* _Your goal_
List every line of the data below that contains the word "fruit", copying each line in full.

* _Stored data_

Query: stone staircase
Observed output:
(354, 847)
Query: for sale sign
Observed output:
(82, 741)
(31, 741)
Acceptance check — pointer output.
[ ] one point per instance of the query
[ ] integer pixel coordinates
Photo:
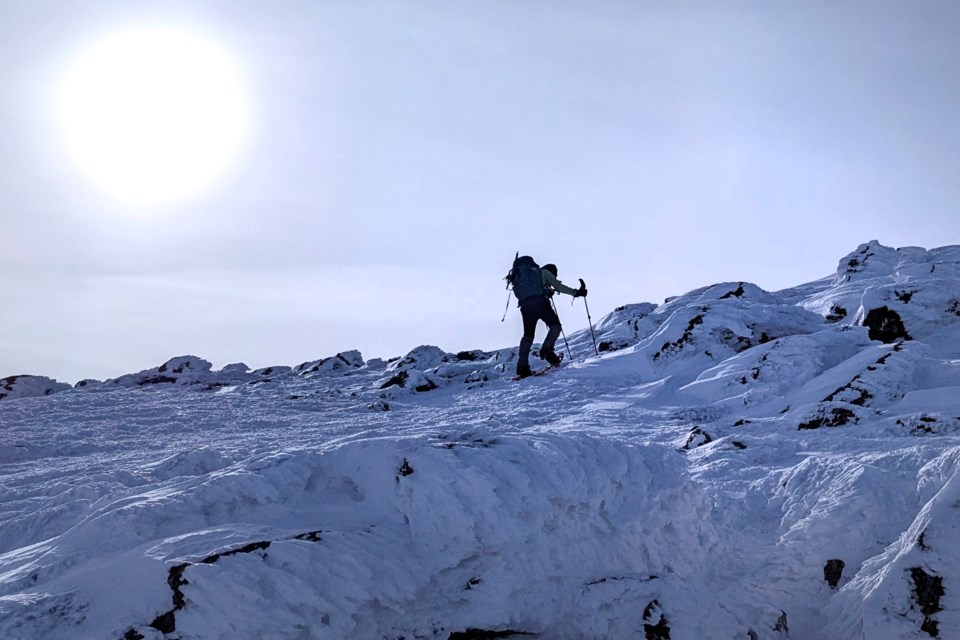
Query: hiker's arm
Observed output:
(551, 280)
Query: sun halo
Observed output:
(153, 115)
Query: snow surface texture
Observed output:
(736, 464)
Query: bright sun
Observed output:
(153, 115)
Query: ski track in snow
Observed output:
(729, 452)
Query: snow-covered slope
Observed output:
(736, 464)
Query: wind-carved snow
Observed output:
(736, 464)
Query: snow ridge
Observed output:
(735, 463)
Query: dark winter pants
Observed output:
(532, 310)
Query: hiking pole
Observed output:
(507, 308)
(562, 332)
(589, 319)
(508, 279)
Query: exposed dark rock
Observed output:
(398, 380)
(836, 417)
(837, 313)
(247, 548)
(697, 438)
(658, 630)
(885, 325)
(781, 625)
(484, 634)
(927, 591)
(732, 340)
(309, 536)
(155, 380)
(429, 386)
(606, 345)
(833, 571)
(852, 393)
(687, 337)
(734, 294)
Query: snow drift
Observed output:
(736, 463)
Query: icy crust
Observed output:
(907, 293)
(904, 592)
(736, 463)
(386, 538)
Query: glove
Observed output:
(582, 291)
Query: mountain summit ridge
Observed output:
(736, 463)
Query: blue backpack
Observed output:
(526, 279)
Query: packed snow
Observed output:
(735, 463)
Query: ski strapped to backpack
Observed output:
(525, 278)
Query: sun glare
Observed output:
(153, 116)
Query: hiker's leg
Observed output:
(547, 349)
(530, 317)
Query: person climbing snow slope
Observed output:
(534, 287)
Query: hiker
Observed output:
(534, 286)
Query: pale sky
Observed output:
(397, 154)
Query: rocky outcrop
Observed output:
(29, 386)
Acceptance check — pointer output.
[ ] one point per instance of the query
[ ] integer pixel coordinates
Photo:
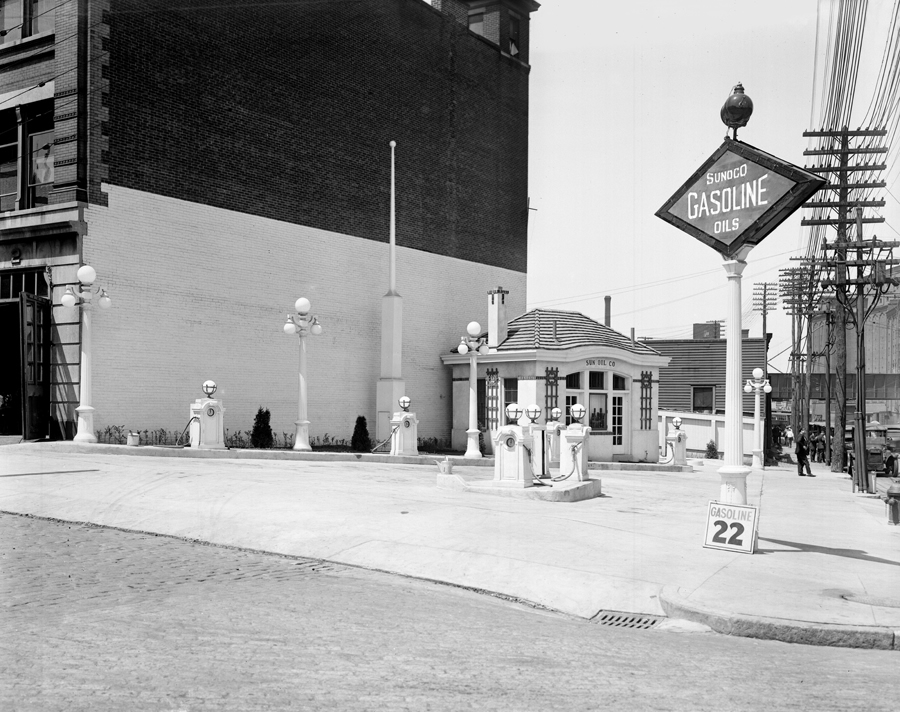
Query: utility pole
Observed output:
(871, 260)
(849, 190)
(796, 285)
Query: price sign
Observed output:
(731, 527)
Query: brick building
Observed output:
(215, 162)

---

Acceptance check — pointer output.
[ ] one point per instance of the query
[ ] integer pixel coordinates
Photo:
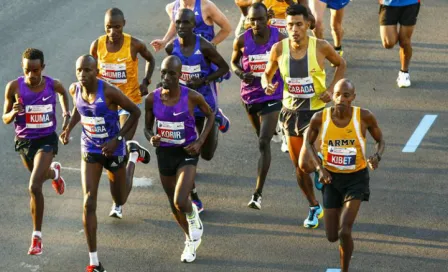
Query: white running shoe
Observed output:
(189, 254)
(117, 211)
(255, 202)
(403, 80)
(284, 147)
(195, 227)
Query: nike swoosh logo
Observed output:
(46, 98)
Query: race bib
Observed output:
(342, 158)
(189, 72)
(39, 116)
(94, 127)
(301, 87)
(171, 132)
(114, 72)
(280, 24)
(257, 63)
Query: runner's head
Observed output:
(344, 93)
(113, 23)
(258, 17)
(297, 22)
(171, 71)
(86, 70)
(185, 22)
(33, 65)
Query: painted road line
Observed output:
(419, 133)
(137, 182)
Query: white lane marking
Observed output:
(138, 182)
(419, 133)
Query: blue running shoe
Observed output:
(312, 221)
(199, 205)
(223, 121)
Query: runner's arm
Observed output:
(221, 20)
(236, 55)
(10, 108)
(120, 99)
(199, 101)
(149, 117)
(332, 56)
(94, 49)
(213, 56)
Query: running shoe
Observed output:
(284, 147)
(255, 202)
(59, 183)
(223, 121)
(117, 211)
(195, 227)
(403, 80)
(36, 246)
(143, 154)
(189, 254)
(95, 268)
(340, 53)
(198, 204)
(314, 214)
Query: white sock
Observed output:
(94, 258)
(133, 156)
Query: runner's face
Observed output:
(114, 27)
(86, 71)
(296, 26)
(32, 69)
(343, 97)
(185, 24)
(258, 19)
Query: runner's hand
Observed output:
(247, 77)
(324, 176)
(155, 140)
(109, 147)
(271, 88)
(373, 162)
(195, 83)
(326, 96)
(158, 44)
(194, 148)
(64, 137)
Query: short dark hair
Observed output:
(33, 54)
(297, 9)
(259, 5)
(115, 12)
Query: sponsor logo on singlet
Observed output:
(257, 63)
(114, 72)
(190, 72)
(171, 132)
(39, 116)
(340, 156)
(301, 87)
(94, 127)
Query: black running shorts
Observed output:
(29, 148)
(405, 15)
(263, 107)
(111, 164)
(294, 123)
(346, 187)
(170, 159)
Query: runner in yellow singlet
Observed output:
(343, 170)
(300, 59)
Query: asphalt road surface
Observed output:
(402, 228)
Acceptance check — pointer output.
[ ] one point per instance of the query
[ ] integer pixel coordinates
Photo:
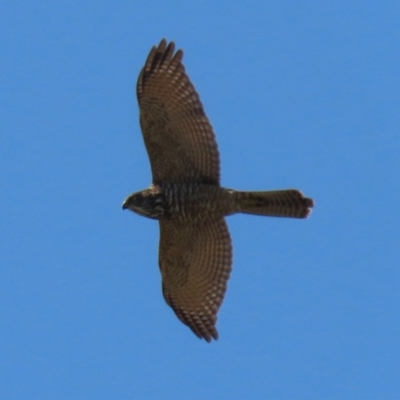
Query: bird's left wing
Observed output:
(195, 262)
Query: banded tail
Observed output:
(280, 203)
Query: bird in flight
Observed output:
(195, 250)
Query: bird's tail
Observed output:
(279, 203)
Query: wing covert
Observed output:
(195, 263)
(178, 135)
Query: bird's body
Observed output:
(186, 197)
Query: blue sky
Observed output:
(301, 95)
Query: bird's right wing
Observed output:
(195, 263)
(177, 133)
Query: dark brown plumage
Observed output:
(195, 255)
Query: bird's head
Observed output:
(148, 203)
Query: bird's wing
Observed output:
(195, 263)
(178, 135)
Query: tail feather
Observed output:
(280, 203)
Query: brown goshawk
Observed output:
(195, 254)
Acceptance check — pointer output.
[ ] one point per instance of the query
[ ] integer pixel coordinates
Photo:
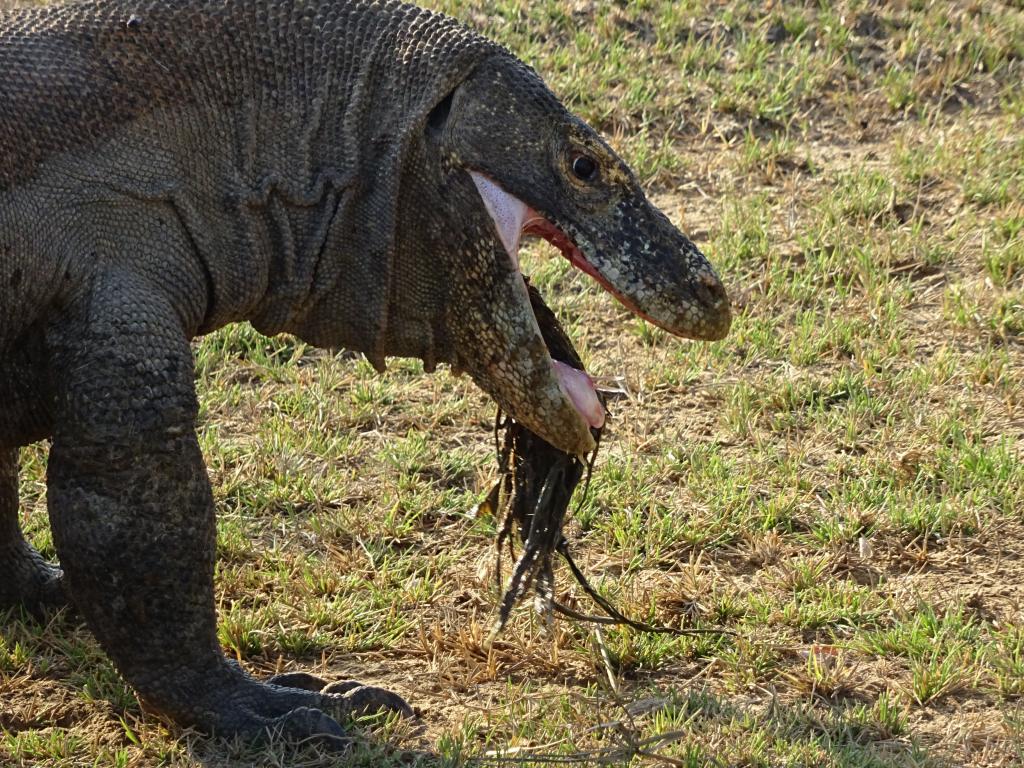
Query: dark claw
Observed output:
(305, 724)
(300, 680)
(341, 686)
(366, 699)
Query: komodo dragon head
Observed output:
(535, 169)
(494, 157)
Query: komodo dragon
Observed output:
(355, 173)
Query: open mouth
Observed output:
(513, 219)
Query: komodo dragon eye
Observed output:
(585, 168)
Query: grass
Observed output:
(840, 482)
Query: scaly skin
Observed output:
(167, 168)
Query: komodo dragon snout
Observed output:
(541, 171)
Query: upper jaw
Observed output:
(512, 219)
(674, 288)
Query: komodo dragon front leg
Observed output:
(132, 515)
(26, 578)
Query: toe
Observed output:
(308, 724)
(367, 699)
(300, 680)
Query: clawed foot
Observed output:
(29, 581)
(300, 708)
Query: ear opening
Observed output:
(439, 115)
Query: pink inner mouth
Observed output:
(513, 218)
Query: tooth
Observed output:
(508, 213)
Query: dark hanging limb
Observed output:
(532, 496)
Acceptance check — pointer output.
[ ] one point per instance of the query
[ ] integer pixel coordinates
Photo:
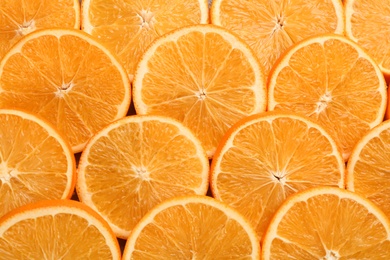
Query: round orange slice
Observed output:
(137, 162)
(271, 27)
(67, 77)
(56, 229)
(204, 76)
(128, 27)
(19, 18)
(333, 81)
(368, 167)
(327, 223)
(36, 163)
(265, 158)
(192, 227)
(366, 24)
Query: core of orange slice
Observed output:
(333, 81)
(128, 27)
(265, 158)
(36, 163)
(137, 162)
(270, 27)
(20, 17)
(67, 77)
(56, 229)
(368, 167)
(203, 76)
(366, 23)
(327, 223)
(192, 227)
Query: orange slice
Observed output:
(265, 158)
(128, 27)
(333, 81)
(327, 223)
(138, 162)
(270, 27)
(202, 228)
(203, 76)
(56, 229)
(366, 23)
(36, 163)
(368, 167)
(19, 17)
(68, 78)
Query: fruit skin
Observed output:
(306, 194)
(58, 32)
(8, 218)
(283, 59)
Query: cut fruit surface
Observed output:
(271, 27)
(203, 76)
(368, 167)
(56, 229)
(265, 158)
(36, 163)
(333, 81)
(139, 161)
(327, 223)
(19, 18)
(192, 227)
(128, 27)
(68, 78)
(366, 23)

* _Output for this task_
Query: fruit skin
Query: cut fruit surface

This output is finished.